(Texte à lire)
+++
Ce n'est qu'un début. Suit une vue d'hélicoptère sur les serres d'Almeria, dans le sud de l'Espagne, le plus grand verger d'Europe : 25 000 hectares où l'on fait pousser depuis cinquante ans des tomates irriguées artificiellement et vendues à des prix cassés, qui provoquent des pénuries d'eau dans la région.
En une heure et demi, le documentaire We Feed the World produit par l'Autrichien Erwin Wagenhofer, qui sort aujourd'hui dans cinquante salles, dénonce les ravages de l'exploitation intensive des terres. De l'Amazonie à l'océan Atlantique, en passant par la Roumanie, le film, tourné dans six pays, est une succession de témoignages marquants qui mettent chacun le doigt sur une des dimensions du sujet. Avare de commentaires, il se contente de filmer des faits bruts et de donner la parole aux principaux acteurs de ce secteur, pêcheurs, agriculteurs ou industriels. Le tout est révélateur d'une logique économique dans laquelle la nourriture est un bien industriel comme un autre, sans tenir compte de sa dimension sociale ou écologique.

«Tout enfant qui meurt de faim est, en réalité, assassiné»
De quoi soulever bien des questions. Pourquoi des pans entiers de la forêt amazonienne - 350 000 hectares - ont-ils disparu pour y cultiver du soja qui nourrit le cheptel européen, alors qu'un quart de la population de ces pays souffre de malnutrition chronique ? Avons-nous besoin de manger des fraises à Noël ? Ou de faire parcourir 3 000 kilomètres aux tomates que nous achetons dans nos supermarchés ? Sur le plus grand marché d'Afrique de l'Ouest, à Dakar, les légumes européens sont vendus au tiers du prix local...
+++
(Lignes de données)
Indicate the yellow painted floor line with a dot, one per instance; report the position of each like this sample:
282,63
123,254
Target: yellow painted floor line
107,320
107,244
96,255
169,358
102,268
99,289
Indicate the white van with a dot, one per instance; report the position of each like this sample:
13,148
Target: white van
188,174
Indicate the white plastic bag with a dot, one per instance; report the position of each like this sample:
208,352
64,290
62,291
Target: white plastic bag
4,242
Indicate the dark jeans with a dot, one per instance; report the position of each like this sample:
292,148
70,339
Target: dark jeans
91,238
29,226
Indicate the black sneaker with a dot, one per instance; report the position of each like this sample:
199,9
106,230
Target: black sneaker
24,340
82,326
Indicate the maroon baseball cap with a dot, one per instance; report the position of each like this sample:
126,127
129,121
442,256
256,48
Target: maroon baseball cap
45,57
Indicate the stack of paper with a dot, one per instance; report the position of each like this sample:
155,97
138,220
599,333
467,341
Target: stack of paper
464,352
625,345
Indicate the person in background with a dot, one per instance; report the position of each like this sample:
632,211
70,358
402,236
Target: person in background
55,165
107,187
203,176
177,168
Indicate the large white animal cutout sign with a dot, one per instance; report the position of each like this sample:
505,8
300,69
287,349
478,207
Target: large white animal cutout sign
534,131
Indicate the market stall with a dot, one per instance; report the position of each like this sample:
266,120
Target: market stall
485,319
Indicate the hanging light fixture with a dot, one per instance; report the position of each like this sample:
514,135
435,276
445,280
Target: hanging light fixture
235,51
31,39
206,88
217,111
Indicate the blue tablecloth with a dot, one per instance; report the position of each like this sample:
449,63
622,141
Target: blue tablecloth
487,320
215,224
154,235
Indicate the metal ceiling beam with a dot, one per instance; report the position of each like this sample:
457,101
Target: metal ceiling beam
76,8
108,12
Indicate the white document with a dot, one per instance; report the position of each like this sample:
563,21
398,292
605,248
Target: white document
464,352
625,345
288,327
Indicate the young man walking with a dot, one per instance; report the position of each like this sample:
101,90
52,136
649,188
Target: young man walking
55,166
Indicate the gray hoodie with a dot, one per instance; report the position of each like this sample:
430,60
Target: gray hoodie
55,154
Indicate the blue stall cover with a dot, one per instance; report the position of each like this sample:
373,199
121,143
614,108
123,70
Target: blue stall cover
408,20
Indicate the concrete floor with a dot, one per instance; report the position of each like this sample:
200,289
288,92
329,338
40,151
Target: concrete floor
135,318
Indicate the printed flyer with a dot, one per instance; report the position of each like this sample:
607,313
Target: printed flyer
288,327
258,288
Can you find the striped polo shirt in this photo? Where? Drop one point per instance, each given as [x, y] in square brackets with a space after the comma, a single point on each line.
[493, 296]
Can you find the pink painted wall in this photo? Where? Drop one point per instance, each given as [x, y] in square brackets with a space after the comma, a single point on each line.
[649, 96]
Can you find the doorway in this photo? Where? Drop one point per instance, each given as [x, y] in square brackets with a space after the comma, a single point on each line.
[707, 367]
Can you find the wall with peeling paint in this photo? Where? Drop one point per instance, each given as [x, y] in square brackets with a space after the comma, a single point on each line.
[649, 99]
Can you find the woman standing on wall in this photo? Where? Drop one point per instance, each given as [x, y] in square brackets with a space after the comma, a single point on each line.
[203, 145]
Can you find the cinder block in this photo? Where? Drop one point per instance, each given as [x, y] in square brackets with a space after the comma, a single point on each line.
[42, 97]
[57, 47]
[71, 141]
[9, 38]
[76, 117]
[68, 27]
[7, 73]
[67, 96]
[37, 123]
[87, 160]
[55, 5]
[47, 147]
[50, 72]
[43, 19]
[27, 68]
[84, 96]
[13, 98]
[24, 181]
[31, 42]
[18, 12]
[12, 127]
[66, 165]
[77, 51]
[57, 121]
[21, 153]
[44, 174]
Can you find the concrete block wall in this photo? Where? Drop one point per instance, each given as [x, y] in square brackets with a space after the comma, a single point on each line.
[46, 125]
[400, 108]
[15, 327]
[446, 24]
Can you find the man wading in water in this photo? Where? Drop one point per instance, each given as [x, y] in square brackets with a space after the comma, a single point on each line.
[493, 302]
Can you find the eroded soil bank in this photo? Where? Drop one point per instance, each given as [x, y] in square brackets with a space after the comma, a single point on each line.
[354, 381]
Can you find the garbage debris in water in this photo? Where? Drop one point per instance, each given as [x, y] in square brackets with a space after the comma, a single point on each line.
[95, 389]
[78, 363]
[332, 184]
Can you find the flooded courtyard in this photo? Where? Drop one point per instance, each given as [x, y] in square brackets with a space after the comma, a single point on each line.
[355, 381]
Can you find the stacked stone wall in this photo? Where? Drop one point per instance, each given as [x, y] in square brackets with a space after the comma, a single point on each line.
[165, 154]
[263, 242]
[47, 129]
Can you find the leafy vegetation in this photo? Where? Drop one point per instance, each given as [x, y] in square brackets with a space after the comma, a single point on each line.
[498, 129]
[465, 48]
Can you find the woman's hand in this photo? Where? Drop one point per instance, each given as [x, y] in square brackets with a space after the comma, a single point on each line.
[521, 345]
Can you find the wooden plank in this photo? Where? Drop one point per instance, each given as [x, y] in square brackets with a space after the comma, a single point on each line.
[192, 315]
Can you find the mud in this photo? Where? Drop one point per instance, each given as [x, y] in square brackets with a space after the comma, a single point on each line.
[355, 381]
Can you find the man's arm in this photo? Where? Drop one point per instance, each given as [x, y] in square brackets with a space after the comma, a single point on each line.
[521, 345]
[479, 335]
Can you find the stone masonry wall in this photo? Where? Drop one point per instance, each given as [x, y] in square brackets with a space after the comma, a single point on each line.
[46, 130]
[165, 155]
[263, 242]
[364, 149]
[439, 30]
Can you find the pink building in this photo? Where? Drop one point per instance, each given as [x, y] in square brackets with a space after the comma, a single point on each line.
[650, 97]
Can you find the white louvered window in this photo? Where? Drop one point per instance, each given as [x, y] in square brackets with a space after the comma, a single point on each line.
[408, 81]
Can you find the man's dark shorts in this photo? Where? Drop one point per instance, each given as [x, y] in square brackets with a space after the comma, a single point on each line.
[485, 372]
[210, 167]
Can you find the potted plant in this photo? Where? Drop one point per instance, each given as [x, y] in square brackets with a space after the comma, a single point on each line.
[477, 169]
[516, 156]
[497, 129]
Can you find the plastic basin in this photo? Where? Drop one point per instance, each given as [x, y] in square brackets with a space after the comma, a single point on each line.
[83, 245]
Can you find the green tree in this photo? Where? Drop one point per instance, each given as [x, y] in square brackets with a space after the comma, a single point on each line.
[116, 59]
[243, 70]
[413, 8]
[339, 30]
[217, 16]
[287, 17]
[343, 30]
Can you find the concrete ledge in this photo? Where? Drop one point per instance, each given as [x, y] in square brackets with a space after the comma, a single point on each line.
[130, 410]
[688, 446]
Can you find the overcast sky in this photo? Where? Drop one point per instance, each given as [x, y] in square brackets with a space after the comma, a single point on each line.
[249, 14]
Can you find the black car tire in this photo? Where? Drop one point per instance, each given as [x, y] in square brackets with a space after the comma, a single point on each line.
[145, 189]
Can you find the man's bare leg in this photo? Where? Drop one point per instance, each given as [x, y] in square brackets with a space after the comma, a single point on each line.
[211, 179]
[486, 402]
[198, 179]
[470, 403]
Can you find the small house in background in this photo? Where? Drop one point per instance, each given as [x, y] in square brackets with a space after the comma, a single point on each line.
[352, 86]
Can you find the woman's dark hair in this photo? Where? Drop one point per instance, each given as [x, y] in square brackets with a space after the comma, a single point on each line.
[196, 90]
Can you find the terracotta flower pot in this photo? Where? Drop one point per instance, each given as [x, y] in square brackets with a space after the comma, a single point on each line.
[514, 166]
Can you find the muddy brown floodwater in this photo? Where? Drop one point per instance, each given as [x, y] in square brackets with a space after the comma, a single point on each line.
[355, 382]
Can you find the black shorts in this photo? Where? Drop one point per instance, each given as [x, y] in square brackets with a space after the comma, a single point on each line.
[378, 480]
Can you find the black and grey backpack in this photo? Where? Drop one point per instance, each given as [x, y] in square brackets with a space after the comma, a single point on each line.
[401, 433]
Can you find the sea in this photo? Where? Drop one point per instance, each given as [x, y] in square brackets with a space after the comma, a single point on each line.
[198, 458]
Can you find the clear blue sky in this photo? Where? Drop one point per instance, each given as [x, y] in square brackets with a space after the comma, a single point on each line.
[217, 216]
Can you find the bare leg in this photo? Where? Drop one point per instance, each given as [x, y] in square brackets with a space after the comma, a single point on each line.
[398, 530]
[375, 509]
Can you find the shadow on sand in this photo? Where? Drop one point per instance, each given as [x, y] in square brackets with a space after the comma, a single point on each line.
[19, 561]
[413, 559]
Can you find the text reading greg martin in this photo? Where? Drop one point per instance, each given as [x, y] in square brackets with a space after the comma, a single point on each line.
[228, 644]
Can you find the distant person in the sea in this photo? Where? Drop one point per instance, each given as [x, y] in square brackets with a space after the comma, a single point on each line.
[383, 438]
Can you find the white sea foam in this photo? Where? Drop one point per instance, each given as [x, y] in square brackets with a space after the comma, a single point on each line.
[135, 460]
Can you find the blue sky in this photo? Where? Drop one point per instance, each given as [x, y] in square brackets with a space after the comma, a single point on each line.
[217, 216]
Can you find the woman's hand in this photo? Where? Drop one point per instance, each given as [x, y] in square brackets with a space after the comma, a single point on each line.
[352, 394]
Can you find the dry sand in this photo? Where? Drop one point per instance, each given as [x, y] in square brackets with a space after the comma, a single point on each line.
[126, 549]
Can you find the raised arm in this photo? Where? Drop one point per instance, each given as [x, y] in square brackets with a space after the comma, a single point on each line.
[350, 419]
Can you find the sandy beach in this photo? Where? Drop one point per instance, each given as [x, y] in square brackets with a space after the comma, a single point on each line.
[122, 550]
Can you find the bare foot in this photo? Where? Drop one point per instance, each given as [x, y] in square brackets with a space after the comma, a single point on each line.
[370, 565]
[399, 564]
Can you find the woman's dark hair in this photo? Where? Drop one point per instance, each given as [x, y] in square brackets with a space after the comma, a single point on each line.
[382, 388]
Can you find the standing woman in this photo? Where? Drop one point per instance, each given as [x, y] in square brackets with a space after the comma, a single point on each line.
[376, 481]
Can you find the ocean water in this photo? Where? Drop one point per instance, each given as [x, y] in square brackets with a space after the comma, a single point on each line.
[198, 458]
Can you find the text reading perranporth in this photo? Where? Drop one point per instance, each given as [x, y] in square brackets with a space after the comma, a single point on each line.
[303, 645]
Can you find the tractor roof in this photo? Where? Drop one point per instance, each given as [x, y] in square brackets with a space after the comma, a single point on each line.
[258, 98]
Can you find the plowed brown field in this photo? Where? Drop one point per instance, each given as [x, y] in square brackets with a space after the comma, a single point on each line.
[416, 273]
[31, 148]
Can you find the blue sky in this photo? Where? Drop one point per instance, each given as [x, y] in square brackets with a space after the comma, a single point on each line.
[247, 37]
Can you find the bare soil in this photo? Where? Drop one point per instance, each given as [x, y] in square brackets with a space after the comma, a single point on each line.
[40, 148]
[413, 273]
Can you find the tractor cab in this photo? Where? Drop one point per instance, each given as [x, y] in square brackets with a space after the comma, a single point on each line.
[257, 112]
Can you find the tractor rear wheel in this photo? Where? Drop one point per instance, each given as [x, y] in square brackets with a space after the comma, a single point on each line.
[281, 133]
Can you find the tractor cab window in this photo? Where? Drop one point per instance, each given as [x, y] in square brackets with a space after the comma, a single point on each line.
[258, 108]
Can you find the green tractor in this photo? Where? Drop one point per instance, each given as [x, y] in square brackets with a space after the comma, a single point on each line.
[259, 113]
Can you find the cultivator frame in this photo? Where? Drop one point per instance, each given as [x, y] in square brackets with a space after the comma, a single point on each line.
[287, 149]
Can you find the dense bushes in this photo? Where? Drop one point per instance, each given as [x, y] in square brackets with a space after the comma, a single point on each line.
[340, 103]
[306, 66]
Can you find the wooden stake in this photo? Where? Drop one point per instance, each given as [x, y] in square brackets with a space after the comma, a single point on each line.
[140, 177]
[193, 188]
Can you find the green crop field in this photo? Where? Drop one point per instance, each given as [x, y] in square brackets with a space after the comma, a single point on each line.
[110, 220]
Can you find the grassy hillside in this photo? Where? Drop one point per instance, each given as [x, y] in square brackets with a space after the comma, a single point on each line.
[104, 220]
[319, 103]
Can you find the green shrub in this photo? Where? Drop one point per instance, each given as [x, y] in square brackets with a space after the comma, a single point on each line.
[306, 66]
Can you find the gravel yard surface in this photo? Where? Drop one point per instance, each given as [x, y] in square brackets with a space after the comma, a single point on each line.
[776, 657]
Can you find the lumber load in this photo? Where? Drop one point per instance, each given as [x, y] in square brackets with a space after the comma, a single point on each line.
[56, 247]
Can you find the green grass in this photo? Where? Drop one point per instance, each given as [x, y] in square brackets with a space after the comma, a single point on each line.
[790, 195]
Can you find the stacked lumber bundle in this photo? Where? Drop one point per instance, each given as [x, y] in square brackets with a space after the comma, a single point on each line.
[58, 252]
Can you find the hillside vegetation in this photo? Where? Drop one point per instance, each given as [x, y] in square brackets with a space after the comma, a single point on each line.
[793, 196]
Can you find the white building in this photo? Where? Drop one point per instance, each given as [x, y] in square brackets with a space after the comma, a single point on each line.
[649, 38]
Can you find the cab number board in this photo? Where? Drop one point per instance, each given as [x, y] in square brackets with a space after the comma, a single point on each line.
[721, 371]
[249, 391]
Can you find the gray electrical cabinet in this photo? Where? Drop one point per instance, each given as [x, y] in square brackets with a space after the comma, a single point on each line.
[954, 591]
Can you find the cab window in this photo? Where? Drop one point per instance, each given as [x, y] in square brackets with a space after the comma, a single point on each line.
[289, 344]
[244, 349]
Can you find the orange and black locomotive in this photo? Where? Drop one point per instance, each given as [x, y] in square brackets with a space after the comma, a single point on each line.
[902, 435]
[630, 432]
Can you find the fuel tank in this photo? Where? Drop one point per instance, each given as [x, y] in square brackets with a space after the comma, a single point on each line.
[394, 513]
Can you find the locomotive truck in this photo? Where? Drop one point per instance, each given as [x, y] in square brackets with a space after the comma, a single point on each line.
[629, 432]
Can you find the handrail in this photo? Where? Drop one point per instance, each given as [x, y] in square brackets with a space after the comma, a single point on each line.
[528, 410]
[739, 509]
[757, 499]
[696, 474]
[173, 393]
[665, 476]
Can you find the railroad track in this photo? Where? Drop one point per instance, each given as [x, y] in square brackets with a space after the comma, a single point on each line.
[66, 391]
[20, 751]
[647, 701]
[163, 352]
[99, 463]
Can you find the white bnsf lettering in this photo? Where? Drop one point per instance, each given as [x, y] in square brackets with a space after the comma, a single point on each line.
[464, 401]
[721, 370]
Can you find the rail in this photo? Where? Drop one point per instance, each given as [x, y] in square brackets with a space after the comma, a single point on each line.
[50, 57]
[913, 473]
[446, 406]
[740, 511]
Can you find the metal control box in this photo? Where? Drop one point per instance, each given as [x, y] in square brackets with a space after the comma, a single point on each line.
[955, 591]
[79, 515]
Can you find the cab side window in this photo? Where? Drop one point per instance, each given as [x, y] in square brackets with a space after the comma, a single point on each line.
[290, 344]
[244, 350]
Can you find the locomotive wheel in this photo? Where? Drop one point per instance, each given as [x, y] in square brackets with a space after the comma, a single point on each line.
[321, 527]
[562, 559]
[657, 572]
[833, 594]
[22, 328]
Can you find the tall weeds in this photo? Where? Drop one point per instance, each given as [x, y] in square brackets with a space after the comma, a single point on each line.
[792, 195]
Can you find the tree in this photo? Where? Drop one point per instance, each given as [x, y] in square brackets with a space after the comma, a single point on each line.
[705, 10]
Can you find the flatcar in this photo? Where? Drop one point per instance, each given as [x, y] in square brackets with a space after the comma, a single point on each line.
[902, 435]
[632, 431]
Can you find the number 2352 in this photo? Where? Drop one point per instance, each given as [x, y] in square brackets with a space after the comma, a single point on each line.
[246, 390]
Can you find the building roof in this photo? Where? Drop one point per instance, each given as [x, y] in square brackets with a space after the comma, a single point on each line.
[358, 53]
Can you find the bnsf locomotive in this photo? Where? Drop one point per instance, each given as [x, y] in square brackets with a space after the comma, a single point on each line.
+++
(Consigne écrite) Dans le texte sur le documentaire We Feed the World, reprenez le passage qui commence par « Ce n'est qu'un » et se poursuit jusqu'à « dans la région. », en changeant « hélicoptère » en « avion ».

(Réponse finale)
Ce n'est qu'un début. Suit une vue d'avion sur les serres d'Almeria, dans le sud de l'Espagne, le plus grand verger d'Europe : 25 000 hectares où l'on fait pousser depuis cinquante ans des tomates irriguées artificiellement et vendues à des prix cassés, qui provoquent des pénuries d'eau dans la région.